▸ Provided entries:
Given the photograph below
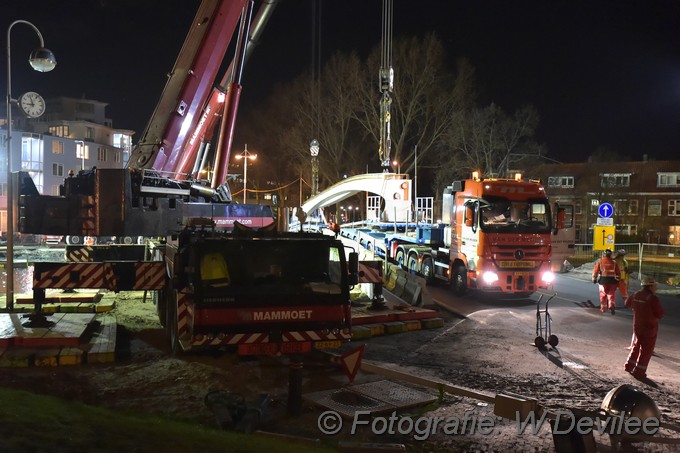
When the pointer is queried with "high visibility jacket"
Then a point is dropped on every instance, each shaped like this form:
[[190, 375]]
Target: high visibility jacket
[[623, 267], [647, 311], [607, 269]]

▸ Your instructions: Rewrite the data above, replacing every occurrence of "high visibility jacket" with "reflective vest" and leaving all other text unchanged. Omit the pictures from your output.

▸ Solution to the problem:
Given the photograph below
When the pointer is queried with "reflective vest"
Then a point is dropped on every instance, each shaped like this form:
[[190, 375]]
Target: reflective vest
[[623, 267], [647, 311], [607, 269]]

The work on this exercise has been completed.